AIM: Reproduce every line of the entries below, swapping "Note to the class" for "Note to annotators" wherever it occurs and leaving everything else untouched.

[Position annotation entries]
--- BEGIN ---

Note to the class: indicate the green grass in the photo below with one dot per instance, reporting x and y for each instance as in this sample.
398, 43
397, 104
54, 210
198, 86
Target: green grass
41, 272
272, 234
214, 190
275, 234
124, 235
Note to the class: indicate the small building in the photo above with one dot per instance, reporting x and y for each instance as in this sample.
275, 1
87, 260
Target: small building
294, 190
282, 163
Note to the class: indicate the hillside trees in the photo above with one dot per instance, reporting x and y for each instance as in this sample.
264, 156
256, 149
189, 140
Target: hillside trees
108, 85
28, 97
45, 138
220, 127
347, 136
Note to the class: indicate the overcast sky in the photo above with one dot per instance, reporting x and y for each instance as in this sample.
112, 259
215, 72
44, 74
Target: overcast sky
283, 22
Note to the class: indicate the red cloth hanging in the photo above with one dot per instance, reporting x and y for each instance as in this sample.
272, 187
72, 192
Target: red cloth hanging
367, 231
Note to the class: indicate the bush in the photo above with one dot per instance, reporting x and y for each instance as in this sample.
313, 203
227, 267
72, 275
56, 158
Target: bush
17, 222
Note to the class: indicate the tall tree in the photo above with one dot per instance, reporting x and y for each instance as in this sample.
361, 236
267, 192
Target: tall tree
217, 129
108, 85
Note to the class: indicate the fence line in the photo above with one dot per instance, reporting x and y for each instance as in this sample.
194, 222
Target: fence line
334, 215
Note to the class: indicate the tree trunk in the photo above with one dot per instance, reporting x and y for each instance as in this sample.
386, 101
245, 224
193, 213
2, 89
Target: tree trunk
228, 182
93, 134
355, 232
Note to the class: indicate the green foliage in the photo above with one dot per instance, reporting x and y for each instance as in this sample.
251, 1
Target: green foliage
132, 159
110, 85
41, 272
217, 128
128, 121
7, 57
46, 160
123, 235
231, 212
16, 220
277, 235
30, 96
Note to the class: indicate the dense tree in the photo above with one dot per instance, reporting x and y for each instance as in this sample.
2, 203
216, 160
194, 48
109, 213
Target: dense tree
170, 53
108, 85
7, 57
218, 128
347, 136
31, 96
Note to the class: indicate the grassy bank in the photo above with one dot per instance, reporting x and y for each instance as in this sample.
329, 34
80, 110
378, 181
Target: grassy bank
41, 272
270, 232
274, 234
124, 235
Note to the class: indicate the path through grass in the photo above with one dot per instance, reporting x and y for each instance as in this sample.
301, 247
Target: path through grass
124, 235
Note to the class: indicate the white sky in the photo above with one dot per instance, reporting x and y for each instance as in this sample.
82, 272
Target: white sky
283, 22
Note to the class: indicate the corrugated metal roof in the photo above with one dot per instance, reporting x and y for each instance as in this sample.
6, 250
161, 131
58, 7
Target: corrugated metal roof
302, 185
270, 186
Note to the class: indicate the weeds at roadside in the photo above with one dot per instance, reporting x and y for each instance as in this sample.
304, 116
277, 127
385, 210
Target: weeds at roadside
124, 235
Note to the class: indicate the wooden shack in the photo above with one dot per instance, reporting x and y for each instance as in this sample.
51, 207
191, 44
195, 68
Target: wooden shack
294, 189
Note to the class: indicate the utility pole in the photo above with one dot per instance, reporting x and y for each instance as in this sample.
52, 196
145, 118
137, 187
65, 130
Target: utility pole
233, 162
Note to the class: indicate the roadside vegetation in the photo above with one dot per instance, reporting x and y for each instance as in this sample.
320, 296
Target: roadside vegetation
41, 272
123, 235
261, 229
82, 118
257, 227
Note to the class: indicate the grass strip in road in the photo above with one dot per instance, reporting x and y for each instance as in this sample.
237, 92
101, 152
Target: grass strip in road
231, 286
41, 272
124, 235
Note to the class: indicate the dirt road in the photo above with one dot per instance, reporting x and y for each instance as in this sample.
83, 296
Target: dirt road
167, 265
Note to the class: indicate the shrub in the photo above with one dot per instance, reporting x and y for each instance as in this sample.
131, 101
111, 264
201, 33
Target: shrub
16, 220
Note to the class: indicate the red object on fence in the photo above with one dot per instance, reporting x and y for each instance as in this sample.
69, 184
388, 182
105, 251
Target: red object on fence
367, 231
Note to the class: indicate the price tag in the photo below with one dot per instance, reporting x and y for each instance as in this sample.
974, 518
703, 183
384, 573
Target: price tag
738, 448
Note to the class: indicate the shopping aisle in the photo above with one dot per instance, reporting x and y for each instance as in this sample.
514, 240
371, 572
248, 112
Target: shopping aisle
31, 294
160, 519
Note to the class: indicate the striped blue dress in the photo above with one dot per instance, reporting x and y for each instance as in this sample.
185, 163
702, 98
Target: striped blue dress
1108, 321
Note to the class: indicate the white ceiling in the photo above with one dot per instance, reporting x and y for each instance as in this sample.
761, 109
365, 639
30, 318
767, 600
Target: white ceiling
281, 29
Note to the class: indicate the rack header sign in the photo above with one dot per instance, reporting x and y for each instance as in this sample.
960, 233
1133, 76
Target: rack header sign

--- END ---

THE REPLY:
Note to annotators: indicate the green grass in the photo below with one dot per instance, reporting x and y for each instance as in this sample.
398, 43
397, 104
54, 210
198, 86
Target: green grass
41, 272
272, 234
214, 190
275, 234
124, 235
Note to annotators: indicate the small building in the photo above with one dot per instance, reporting x and y for each instance as in this sample.
275, 1
87, 260
Target: small building
294, 190
282, 163
Note to annotators: indicate the hillside trees in the photo above with one dot per instance, reporting x and y for each instance as in this sample.
264, 156
256, 149
189, 140
Target: hillside trees
108, 85
28, 97
45, 138
220, 127
347, 136
Note to annotators: indicate the overcast sky in the photo above with one dot per instance, reporting x and y for each instance as in this sample.
112, 259
215, 72
44, 74
Target: overcast sky
283, 22
Note to annotators: indicate the red cloth hanging in the photo above with one dot per instance, reporting x and y for each instance as in this sample.
272, 187
72, 192
Target: red cloth hanging
367, 231
Note to annotators: indicate the bush in the photo above with one dot per instance, reporting x and y for each instance as in this sample.
313, 203
227, 267
72, 275
56, 158
Target: bush
17, 222
Note to annotators: indicate the tall tree in the photo above with one dot per instance, reporting x and y for each instance as in this sample.
361, 236
267, 192
Target: tall tree
217, 129
108, 85
Note to annotators: indicate the fence line in the photo above with one dot per instance, reporting x and y for each instance as in this sample.
194, 222
Target: fence line
334, 215
Note to annotators: indicate the tree trunk in the photo above with one dot per instance, reporting x and y for each instance as in this sample.
386, 101
245, 224
193, 213
2, 89
Target: tree trunk
228, 182
93, 134
355, 232
Note to annotators: indicate the green foliage in the photo above with one dot per instance, reporting x and y for each instance as in this sample.
251, 1
Target: green foliage
132, 159
110, 85
41, 272
217, 128
128, 121
7, 57
46, 160
123, 235
231, 212
16, 220
277, 235
30, 96
Note to annotators: indicate the dense tree in the photo above with one dot per instance, reporting x and y for each instance as in this sample.
2, 203
216, 160
194, 48
109, 213
Target: dense tree
170, 53
108, 85
7, 57
218, 128
347, 136
31, 96
Note to annotators: indicate the grassy bank in the photo above with one dot per instance, reporting x and y for each instance as in this sample.
329, 34
80, 110
378, 181
Target: grassy bank
41, 272
270, 232
274, 234
124, 235
Note to annotators: indicate the path through grass in the photo above with one dot per instance, reporting x and y for each instance as in this sample.
301, 247
Target: path through grass
124, 235
Note to annotators: indicate the white sky in the photo above with one dot per instance, reporting x and y for each instance as in this sample.
82, 272
Target: white sky
283, 22
Note to annotators: indicate the corrugated metal roof in the photo above with one dot per instance, reporting x and y for each instance as in this sample.
6, 250
161, 131
58, 7
Target: corrugated metal roof
302, 185
270, 186
Note to annotators: indicate the weeds at roadside in the photo above with one dot per instance, reporting x and y for each instance as in this sample.
304, 116
277, 127
385, 210
Target: weeds at roadside
124, 235
Note to annotators: indicate the wooden shack in the photo above with one dot per instance, reporting x and y for each instance as in this sample.
51, 207
191, 44
195, 68
Target: wooden shack
294, 189
Note to annotators: indicate the utility pole in the photo above with one dot per instance, reporting x and y for each instance as in this sample.
52, 196
145, 118
137, 187
65, 130
Target: utility pole
233, 162
Note to annotators: indicate the roadside vegetation in the photo above with one dot per instance, reporting x and y for each instance as in this sample.
320, 296
Target: roadside vegetation
41, 272
123, 235
261, 229
82, 118
257, 227
Note to annotators: indicate the grass strip in road in the photo above with one dot per instance, reporting x and y for each instance as in this sample.
237, 92
101, 152
Target: grass strip in road
231, 286
41, 272
124, 235
Note to annotators: indicate the dirt road in the photo above with one dot per instance, reporting x and y for each instance as in this sample.
83, 296
Target: dirt road
167, 265
Note to annotators: indicate the shrub in the photo above with one dot per instance, reporting x and y for each instance as in this sample.
131, 101
111, 264
201, 33
Target: shrub
16, 220
Note to annotators: indicate the red object on fence in the photo above with one dot per instance, reporting x and y for each instance as in this sample.
69, 184
388, 182
105, 251
Target: red object on fence
367, 231
Note to annotators: indicate the price tag in the photo below with one dot per instance, reporting x and y for each instance as in this sample.
974, 518
703, 183
384, 573
Target: price tag
738, 448
Note to annotators: indicate the shopping aisle in the photo above with one dot per instance, reporting x and y for each instance as in this sample.
514, 240
371, 572
248, 112
Target: shopping aisle
31, 294
160, 519
Note to annotators: indicate the striped blue dress in the photo above with one dot per instance, reporting x and y for each instance as in this sample.
185, 163
702, 98
Target: striped blue dress
1108, 321
Note to annotators: indicate the white ceiling in the photo above with one dot per instance, reporting x and y for each instance as in this sample.
761, 109
365, 639
30, 318
767, 600
Target: white ceiling
281, 29
Note to annotators: indicate the rack header sign in the photo above with one dot per instance, reporting x and y for each instance as in this sample.
960, 233
1133, 76
Target: rack header sign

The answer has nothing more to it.